_Dataset records_
====================

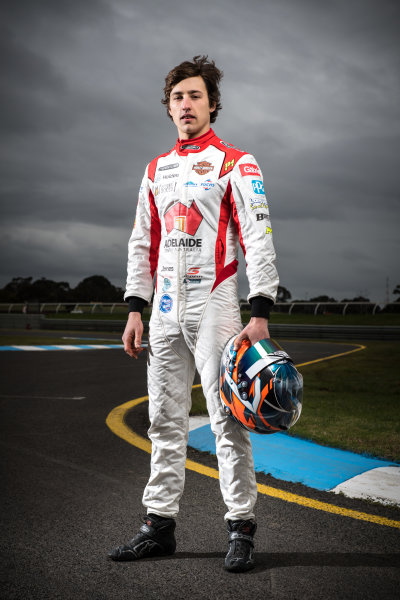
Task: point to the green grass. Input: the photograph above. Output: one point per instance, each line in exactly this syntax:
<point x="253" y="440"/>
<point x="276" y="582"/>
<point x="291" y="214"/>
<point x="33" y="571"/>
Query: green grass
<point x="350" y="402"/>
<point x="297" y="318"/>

====================

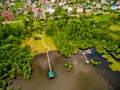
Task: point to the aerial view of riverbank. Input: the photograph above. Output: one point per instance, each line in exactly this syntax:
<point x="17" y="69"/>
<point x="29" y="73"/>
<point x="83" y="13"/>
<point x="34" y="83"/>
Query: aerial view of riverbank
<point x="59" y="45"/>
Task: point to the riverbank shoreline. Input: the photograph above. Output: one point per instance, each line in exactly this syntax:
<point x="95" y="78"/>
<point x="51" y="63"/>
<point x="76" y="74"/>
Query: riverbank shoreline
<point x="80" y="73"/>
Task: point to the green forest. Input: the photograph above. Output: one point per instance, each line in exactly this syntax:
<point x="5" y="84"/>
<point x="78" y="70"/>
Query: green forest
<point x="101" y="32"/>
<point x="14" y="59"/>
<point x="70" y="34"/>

====================

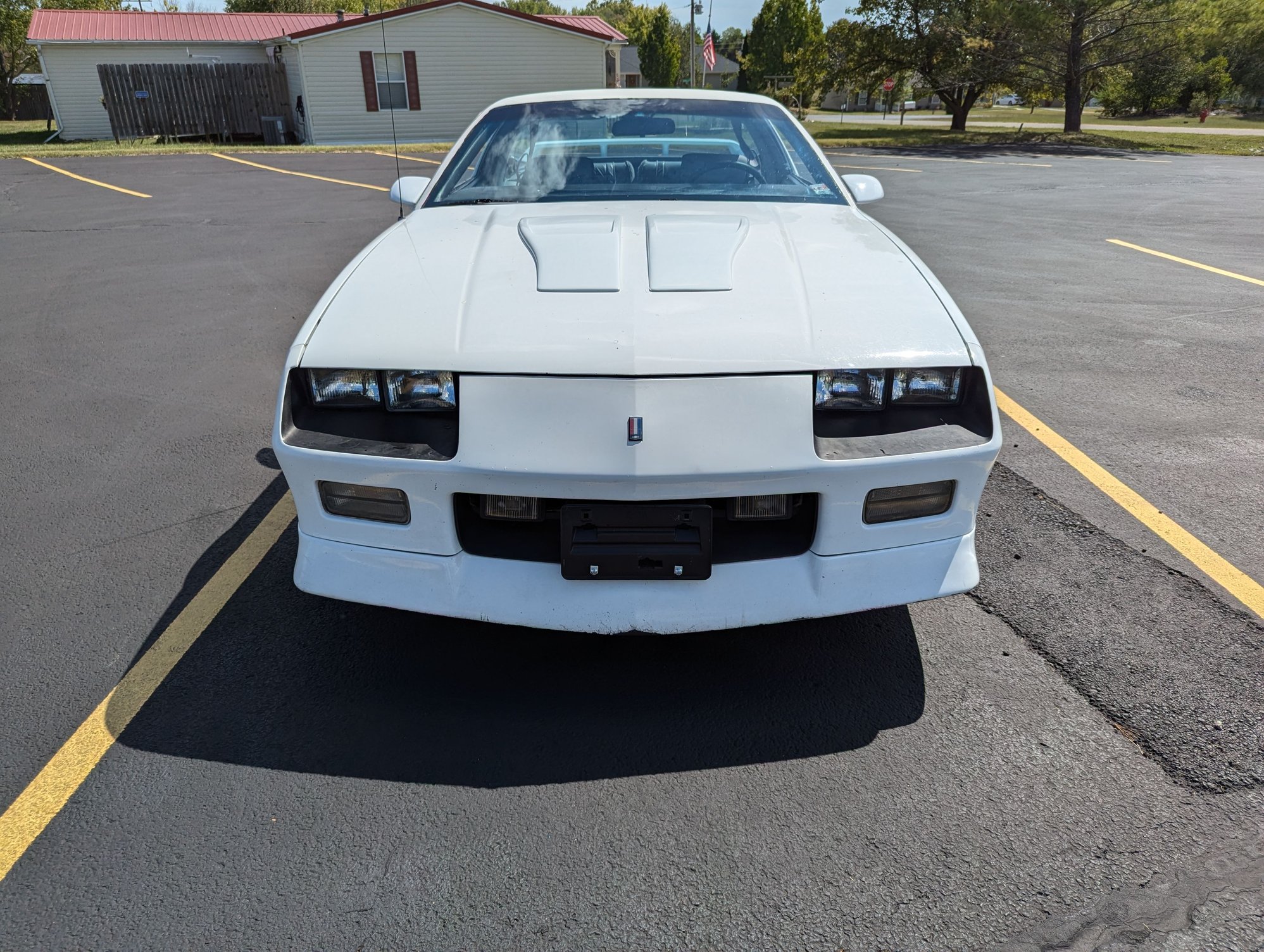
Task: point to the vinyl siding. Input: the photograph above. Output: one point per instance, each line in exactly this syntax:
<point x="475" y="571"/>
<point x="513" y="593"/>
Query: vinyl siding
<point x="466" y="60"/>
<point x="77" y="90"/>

====================

_To do_
Each line that holds the word "Task" should be extracted from the records.

_Result of this exercise_
Task: point to the green grass. Input: the photograph above. Output: one point per instance, each line in exactly this syntax:
Task: point to the aerial view of riverbank. Input: the photograph above. Output: one point per instance, each line in exactly this syntax:
Task: point to the riverbank shoreline. Input: the photograph above. Output: one point per instance, each line in exactly this syntax:
Task: point to the green forest. Input: the photograph above. Output: one point per instance, each line in exactly this syntax:
Task: point to the vinyl siding. Input: the photograph above. Output: one point per instance, each line in exactly this syntax:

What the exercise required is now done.